┌─ RECORDS
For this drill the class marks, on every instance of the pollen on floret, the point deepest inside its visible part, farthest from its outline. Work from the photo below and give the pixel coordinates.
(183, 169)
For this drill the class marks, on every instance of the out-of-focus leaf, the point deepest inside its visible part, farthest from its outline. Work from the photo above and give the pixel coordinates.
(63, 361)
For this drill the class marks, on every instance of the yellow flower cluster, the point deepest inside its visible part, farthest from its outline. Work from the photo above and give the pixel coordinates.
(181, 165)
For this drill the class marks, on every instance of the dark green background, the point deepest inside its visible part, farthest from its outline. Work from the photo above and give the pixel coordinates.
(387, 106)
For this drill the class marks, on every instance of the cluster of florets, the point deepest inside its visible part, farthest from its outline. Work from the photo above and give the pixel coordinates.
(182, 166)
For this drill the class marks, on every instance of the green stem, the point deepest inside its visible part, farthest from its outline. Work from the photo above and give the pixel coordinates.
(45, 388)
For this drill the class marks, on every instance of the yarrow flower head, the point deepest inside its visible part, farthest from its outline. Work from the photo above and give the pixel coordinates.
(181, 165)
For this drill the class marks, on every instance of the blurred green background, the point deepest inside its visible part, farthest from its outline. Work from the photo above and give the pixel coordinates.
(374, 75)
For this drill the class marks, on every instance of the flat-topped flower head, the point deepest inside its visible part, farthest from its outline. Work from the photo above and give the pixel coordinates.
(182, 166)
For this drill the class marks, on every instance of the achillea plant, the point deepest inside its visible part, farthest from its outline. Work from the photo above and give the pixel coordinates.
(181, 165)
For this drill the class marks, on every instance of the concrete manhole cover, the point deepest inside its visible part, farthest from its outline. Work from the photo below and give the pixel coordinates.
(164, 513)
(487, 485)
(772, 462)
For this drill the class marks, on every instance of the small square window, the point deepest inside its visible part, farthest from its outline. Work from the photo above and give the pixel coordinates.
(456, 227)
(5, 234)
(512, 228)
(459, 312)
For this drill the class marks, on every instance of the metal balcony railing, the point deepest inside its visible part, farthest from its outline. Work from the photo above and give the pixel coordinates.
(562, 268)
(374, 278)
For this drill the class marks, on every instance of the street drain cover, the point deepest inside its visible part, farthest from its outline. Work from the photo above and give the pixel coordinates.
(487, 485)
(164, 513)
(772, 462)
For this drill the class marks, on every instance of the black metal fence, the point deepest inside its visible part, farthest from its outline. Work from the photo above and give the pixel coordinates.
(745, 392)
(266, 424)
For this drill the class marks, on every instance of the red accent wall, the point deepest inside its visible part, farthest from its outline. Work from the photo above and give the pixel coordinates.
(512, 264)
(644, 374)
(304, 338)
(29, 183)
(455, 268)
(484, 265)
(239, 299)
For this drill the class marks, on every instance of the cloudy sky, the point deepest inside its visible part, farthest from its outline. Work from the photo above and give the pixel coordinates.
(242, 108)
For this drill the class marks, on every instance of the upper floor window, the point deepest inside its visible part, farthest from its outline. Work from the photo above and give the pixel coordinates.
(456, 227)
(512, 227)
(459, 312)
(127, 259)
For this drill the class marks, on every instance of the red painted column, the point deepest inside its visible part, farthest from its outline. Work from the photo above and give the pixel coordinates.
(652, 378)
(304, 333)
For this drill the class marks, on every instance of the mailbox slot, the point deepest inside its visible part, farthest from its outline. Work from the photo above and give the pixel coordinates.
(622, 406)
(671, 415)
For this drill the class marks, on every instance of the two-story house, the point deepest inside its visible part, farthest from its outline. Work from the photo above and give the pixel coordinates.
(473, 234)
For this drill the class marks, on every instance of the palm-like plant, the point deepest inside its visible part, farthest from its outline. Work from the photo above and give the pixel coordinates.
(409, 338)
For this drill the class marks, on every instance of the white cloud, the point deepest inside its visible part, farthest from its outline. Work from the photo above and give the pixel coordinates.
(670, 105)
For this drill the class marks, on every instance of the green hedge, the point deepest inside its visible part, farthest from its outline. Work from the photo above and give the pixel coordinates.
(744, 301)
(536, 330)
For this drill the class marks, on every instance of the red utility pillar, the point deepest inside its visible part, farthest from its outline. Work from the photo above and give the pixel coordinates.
└─
▸ **WORK TO BE COMPLETED**: All of the lines above need to be given again exactly.

▸ **RIGHT ANSWER**:
For this drill the class marks, on every instance of the pollen on floret, the point deepest inside its visible part, farthest from its outline. Work from the photo below and give the pixel coordinates.
(183, 169)
For this drill the class marks, on every instance of the out-of-focus leaf, the point deepest inside its visible part, farthest from its outline. Work from the photo above and give the pixel coordinates.
(63, 361)
For this drill the class marks, on every instance of the yellow flower cluster, the point deepest inside its visible part, farthest from its outline. Work from the photo above and give the pixel coordinates.
(181, 165)
For this drill the class marks, on every instance of the dark green background, the point deepest inside its visible part, farthest from its outline. Work from the photo above and give the pixel coordinates.
(387, 106)
For this drill the class marks, on every instance of the cluster of florets, the point deepest inside its visible part, farthest from its outline. Work from the photo above and give the pixel coordinates.
(182, 166)
For this drill the class marks, on every instance of the green stem, the point deepest inside its visible part, farthest from its outline. Work from the photo above and give the pixel coordinates.
(45, 388)
For this drill the class marks, on every instance of the yarrow flower head, the point deepest inside its visible part, farthest from its outline. Work from the photo above and give the pixel coordinates.
(181, 165)
For this drill the class marks, on every instance of the blurred green background, the point deepest inside its visible part, farthest from its outline. Work from the photo above and give the pixel coordinates.
(374, 75)
For this drill the class marks, on every instance of the flat-topped flower head, the point deepest inside its visible part, farthest from its outline. Work from the photo above and give the pixel coordinates.
(182, 166)
For this drill the class marks, on every instance of the achillea plant, the point deepest inside its visible part, farthest from its outline. Work from the photo above and give the pixel coordinates.
(181, 165)
For this drill the class marks, on every instance of the concrete manhole cover, the point deepest inside its visible part, farthest from its outline. Work from the photo below and give the pixel coordinates.
(164, 513)
(487, 485)
(772, 462)
For this drill the class marks, on every instance of the small square window, the point deepest inside its visible part, farthest from its outline. Work from the photo above and give the pixel coordinates.
(456, 227)
(5, 234)
(512, 228)
(459, 312)
For this drill the class marks, on every instance of the metal balcony railing, the point deepest inside its visible part, farthest from its outline. Work from the photo above and give the pixel coordinates.
(562, 268)
(374, 278)
For this drill the class marks, on every instance of the street drain cover, the point deepest inside its visible part, farthest from its outline. Work from the photo above and give the pixel coordinates.
(487, 485)
(164, 513)
(772, 462)
For this drill the class marks, on every instance of the black metal fence, the point deepest inside its visible part, farthest from its outline. Work from the photo above and give the pixel coordinates.
(745, 392)
(266, 424)
For this drill the class marks, on every instance of the red accent wall, the point deepest inside its visible part, farthest from its outline. Work from the photo above and give the pixel coordinates.
(512, 264)
(644, 374)
(304, 338)
(29, 183)
(455, 268)
(484, 265)
(239, 299)
For this drill the class marks, on every instance of the cloudy sky, the point deepest inside its visible part, farthest from its outline. Work from the photo above and give the pixel coordinates.
(242, 108)
For this drill the class marks, on every instance of the upper floor window, the point deepest inside its visible part, farthest from its outline. Work from the photo above and give the pixel coordinates.
(456, 227)
(512, 227)
(459, 312)
(127, 259)
For this drill the class marks, on every instance of the red painted column, the point deepest inside its visible part, farthest from its outline. Work from the photo above and give the pixel coordinates.
(652, 378)
(304, 333)
For this drill the class marks, on every instance of the mailbox slot, the point deepest inside its visible part, farthest from its outline. Work from the photo above and give the pixel coordinates.
(622, 406)
(671, 415)
For this drill the class marks, on every instance of the two-story house, the point deepest inside its visible part, farthest from its outline. Work from the photo above and give the pixel coordinates.
(473, 234)
For this drill the class marks, on every instance of the palm-like plant, the point deepest inside its visible part, farthest from its outline. Work from the photo above and give the pixel coordinates.
(409, 338)
For this drill the class marks, on every instance of the white cloud, the point deepest inside its visible part, farthest from its outline. Work from the photo above and give the pixel coordinates.
(670, 105)
For this drill the class marks, on every instance of the green hedge, the point deepest inside its visible part, farthest from its outline. Work from the photo above and give the pixel coordinates.
(744, 301)
(536, 330)
For this drill the class marks, on every instance of the red utility pillar, the point deepest inside its visible part, farthest from its outline. Work from the photo above and give the pixel coordinates.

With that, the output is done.